**** RECORDS PROVIDED ****
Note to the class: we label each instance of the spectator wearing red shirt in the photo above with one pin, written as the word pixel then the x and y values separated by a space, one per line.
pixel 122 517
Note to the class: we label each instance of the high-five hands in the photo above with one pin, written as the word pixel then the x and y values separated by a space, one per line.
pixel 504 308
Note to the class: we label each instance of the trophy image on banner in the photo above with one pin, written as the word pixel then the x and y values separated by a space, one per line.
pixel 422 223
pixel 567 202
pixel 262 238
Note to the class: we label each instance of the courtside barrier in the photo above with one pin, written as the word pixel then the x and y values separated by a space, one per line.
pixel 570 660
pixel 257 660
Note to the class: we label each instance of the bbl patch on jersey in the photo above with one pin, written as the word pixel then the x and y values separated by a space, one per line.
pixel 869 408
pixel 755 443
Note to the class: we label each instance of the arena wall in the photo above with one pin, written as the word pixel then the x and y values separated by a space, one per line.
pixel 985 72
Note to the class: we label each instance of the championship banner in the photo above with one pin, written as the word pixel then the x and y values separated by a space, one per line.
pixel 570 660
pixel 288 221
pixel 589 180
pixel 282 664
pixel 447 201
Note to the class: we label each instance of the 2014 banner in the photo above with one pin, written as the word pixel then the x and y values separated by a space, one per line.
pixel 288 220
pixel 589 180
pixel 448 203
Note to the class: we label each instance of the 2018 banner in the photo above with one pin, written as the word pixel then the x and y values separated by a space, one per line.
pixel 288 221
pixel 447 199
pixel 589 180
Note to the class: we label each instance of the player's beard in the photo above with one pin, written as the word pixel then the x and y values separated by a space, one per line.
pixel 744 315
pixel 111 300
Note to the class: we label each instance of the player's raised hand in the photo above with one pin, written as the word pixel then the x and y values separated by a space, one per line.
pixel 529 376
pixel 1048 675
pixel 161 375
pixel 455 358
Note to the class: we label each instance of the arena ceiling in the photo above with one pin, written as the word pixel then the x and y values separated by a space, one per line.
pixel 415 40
****
* _THE EXERCISE_
Write out the entries above word for word.

* _SOLUTION BELOW_
Note to the class: we label each instance of the spectator wearing red shirt in the photo above with one pin, written as the word pixel then the x and y values separated by a space, one per line.
pixel 122 517
Note to the class: we label each instance of the high-five hands in the photo above with one pin, written as the word pixel then the x and y values separated by a space, one per line.
pixel 504 308
Note to the class: we label each instance of the trophy image on banner in the photo above with one pin, written as the word pixel then the x and y values separated by a space, one per line.
pixel 422 223
pixel 567 202
pixel 262 238
Note to the class: we label each instance of the courtside barrier in the photo above with one pin, written as the word pixel then the x and y values separated by a space, one per line.
pixel 570 660
pixel 257 660
Note to the class: we label each instance of the bbl patch on jersey in the photo above with one pin, written as the word pixel then the x and y values separated by a space, one per line.
pixel 869 408
pixel 755 443
Note to the class: we label each instance of the arena wall in the photo above with one pin, written as the word pixel then the x and y values separated by a space, one per line.
pixel 985 72
Note to the class: we label each instance of the championship banner in the photo above with one pin, written as the word pixel then the x and y values separated by a space, one per line.
pixel 570 660
pixel 288 221
pixel 589 180
pixel 282 664
pixel 447 201
Note to the class: we label each instance of the 2014 banner in the photo above with one pin, written as the word pixel then the x and y values separated by a space, one per line.
pixel 288 220
pixel 589 180
pixel 448 203
Note to the class: we label each instance of the 2018 banner in the photo above with one pin, written as the word pixel then the x and y values separated by a space, one per line.
pixel 288 221
pixel 447 199
pixel 589 180
Note to the class: we label each instance of the player's beard in the photo above with one pin, written as the word pixel then the x and y values separated by a space, one per line.
pixel 744 315
pixel 111 300
Note to the class: we label each instance of the player's raised hand in the photo above with one pin, written as the word pixel then the x and y values separated by a space, one per line.
pixel 529 376
pixel 1048 675
pixel 161 375
pixel 455 358
Note to the class: we label each instance of the arena ceiling in the photo above with one pin, written as the word pixel then the x and y values separated by a space, one per line.
pixel 415 40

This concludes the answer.